▶ AUFGABEN:
#1 Übersetze diesen Satz aus dem Artikel über Deutschlands Afrika-Politik ins Englische: „Die Handelszahlen zeichnen jedenfalls ein ernüchterndes Bild: Deutsche Exporte in die Region stagnieren seit über einem Jahrzehnt.“
#2 Nimm bitte den Artikel über Deutschlands Afrika-Politik wieder auf und schreibe ihn im Anschluss an seinen letzten Satz weiter.

Deutschlands Afrika-Problem: Kein Plan, keine Chancen?
17. Juli 2025
China investiert, Indien handelt, die Golfstaaten bauen. Und Deutschland? Schaut oft nur zu. Während sich der globale Wettbewerb um Afrikas Märkte und Rohstoffe zuspitzt, fehlt es der deutschen Politik weiterhin an strategischer Klarheit. Dabei steht viel auf dem Spiel: wirtschaftliche Chancen, geopolitischer Einfluss und langfristige Partnerschaften.
Das müsse sich ändern, sagt nun Vizekanzler Lars Klingbeil. Beim G20-Treffen der Finanzminister im südafrikanischen Durban betonte er, Partner im Globalen Süden teilten das Interesse an stabilen Handelsbeziehungen und der Achtung des Völkerrechts. Nun gelte es, die Wirtschaftsbeziehungen zwischen Deutschland und Südafrika zu stärken - ebenso wie die zwischen Europa und Afrika insgesamt.
Bereits wenige Tage zuvor hatte auch die Deutsche Industrie- und Handelskammer gemeinsam mit der Subsahara-Initiative der deutschen Wirtschaft (SAFRI) eine strategische Neuausrichtung gefordert. Die sogenannte "Afrika-Wende" sei überfällig, hieß es. Wie realistisch ist dieser Wunsch nach Erneuerung? Und was steht im Weg?
Wenig deutsches Engagement in Afrika
Die Handelszahlen zeichnen jedenfalls ein ernüchterndes Bild: Deutsche Exporte in die Region stagnieren seit über einem Jahrzehnt. Im Jahr 2014 beliefen sie sich auf 13,3 Milliarden Euro, zehn Jahre später lag der Wert bei nur 14,2 Milliarden. Rechnet man die Inflation ein, ergibt sich faktisch ein Nullwachstum.
Dabei ist wirtschaftliche Dynamik in afrikanischen Staaten durchaus vorhanden. Staaten wie Tansania, Elfenbeinküste oder Senegal verzeichnen seit Jahren robuste Wachstumsraten. Die Nachfrage nach Infrastruktur, Konsumgütern und Energie steigt überall auf dem Kontinent, auch befeuert durch das rasante Bevölkerungswachstum. Eigentlich eine große Chance für die deutsche Exportwirtschaft.
Der neue Wettlauf um Afrika
Die Hauptprofiteure dieser Entwicklung sitzen jedoch anderswo: Unternehmen aus China, Indien, der Türkei oder den Golfstaaten dominieren zunehmend die großen Aufträge. China hat seine Exporte und Investitionen in Afrika in den letzten zwanzig Jahren vervielfacht. Deutsche Firmen hingegen haben in vielen Sektoren Marktanteile verloren.
Man müsse die Debatte um eine "Afrika-Wende" im Kontext einer neuen, geopolitischen Lage auf dem Kontinent verstehen, sagt Politikwissenschaftler Kai Koddenbrock vom Bard College in Berlin. "Gerade findet aufgrund des relativen Abstiegs der EU und der USA ein neues Rennen um Afrika statt."

▶ VORLIEGENDE DATEN:
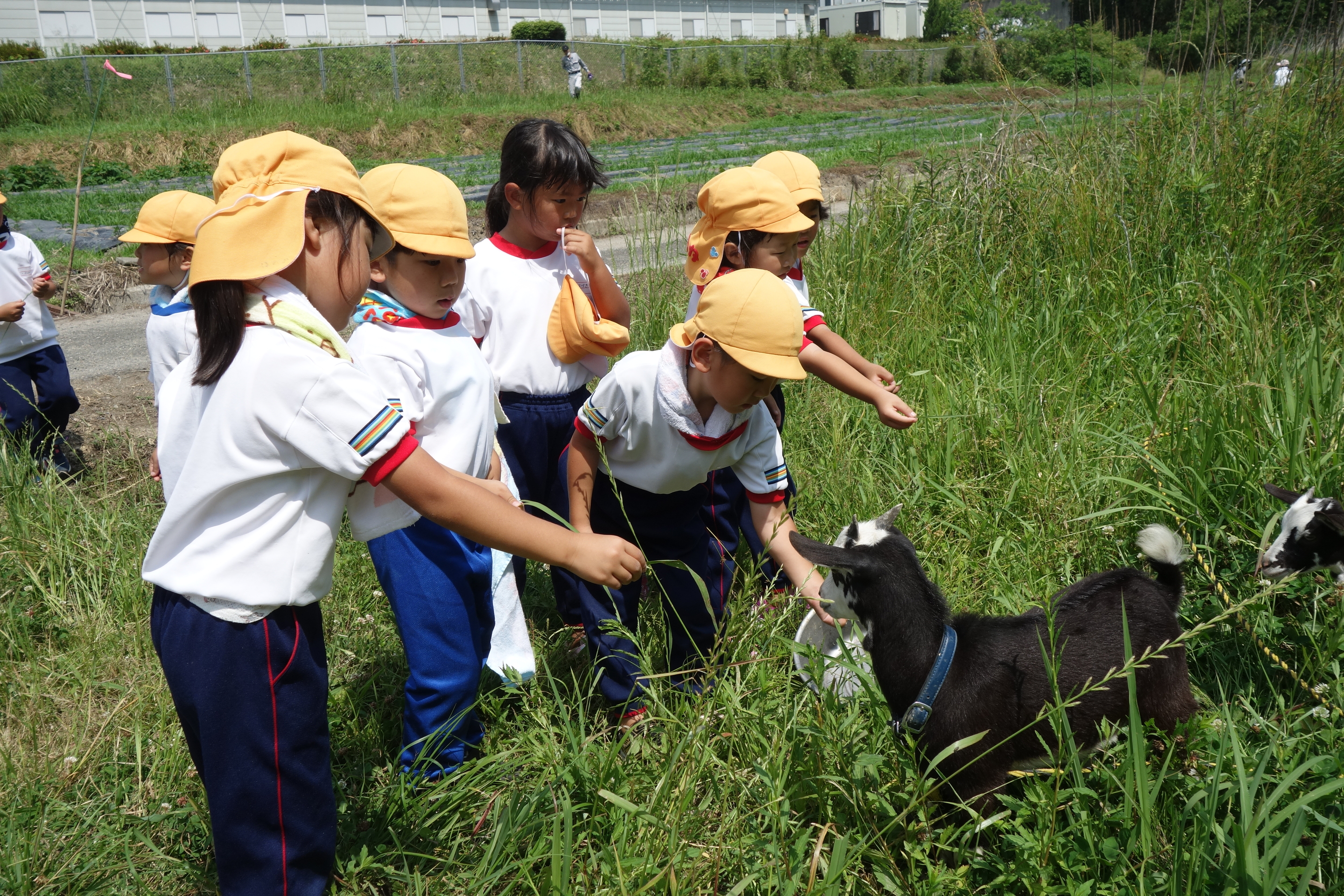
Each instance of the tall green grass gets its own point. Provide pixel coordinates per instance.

▶ ANTWORTEN:
#1 The trade figures, at any rate, paint a sobering picture: German exports to the region have been stagnating for more than a decade.

#2
Die Schätze in Afrikas Boden
Ein besonders prägnantes Beispiel dafür ist der globale Wettlauf um kritische Rohstoffe. Afrika nimmt hier eine Schlüsselrolle ein. Ob Kobalt, Bauxit, Lithium oder seltene Erden: Viele dieser strategisch wichtigen Mineralien werden auf dem afrikanischen Kontinent bereits gefördert, oder lagern dort noch unerschlossen. Sie sind unverzichtbar für Batterien, Windräder und Elektromotoren, also für zentrale Technologien der grünen und digitalen Transformation.
Während die weltweite Nachfrage steigt, sichern sich andere Staaten, allen voran China, den Zugang zu diesen Ressourcen, oft gestützt durch langfristige Infrastrukturprojekte und eine klare industriepolitische Strategie.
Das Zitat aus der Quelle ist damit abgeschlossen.